(Stored dataset items)
╔══

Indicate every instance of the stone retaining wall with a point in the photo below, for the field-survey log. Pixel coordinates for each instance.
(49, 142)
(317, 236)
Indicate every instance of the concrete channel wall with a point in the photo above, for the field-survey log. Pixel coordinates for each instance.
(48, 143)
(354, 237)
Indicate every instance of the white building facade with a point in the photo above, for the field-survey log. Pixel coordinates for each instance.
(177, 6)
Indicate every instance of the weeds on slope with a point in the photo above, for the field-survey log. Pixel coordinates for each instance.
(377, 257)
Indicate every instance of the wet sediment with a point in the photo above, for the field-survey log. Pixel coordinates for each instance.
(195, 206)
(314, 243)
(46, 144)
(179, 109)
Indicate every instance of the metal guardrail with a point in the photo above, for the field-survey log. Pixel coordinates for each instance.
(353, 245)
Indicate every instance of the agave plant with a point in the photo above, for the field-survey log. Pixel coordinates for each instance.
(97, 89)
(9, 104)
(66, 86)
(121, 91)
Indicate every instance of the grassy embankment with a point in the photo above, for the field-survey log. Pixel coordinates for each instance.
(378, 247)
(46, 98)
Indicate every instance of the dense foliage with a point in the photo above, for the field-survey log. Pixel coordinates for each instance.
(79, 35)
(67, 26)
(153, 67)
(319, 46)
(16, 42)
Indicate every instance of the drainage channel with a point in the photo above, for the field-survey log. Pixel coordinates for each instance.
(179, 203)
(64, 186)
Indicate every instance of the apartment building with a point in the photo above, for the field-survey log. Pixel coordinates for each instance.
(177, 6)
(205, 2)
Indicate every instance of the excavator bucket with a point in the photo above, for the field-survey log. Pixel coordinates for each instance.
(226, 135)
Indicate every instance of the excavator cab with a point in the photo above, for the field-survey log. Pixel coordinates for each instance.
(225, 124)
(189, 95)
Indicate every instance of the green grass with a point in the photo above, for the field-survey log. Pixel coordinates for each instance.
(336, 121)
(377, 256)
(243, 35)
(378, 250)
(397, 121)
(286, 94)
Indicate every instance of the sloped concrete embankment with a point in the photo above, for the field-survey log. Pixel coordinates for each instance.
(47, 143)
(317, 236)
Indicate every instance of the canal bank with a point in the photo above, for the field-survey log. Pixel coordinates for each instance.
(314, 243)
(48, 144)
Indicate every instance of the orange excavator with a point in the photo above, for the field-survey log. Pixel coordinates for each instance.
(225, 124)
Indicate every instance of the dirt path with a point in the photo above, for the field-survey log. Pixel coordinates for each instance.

╚══

Your task is to repeat each line of the material exactly.

Indicate every instance of the stone retaining wall with a point in the photo below, for the field-survey log. Pixel coordinates for each instance.
(49, 142)
(317, 236)
Indicate every instance of the concrete channel wall with a point in the photo above, for the field-survey log. Pixel coordinates for each instance.
(48, 143)
(354, 237)
Indicate every instance of the white building facade with a point in the photo above, for the field-survey log. Pixel coordinates for each instance.
(177, 6)
Indicate every instance of the weeds on slope with a point in the photo above, for the field-survey log. Pixel coordinates for each instance.
(377, 257)
Indicate every instance of the wet sediment with a point in the photo above, for the field-survey log. Pixel coordinates for each instance.
(195, 206)
(314, 243)
(46, 144)
(179, 109)
Indicate every instance of the metal guardrail with a point in the photo above, for the field-survey log. Pixel coordinates for each instance.
(353, 245)
Indicate every instance of the agave plant with a point in the photo above, for the field-survey log. Pixel coordinates for each instance.
(97, 89)
(9, 104)
(66, 86)
(121, 91)
Indicate every instance of the grassy embankment with a point in the photo above, for the field-survey log. Pixel coordinates for each instance.
(378, 247)
(46, 98)
Indicate every instance of the dense foliage with a point in the photo above, for the field-survey log. Pixel coordinates for each instance.
(79, 35)
(67, 26)
(153, 67)
(319, 46)
(16, 42)
Indicate every instance of the drainage channel with a point in the photo above, for the field-survey log. Pixel coordinates for each instance.
(179, 203)
(64, 186)
Indicate every instance of the apartment building with a point in the photo above, for the field-survey log. Pixel coordinates for each instance.
(177, 6)
(205, 2)
Indicate every instance of the excavator bucket with a point in the photo above, for the field-survey log. Pixel coordinates for each instance.
(226, 135)
Indicate every instance of the excavator cab with a point in the photo above, for the field-survey log. Pixel coordinates for each instance.
(225, 124)
(189, 95)
Indicate every instance of the green grass with a point in the photo above, for the field-survey log. Pixel coordinates for each instance.
(336, 121)
(377, 256)
(243, 35)
(378, 250)
(397, 121)
(286, 94)
Indicate every instance of the sloped concrete embankment with a point in the photo above, for the field-survey log. Pixel coordinates for each instance.
(47, 143)
(317, 236)
Indicate every instance of the canal bank with a point in the photo above, for the field-survey log. Pixel coordinates for each instance.
(314, 243)
(48, 144)
Indicate every instance of the orange excavator with a point in the photo above, for the field-survey log. Pixel coordinates for each instance.
(225, 124)
Indicate every instance of the dirt path with a point in the photo above, for the field-survey log. Pixel coordinates for each instance.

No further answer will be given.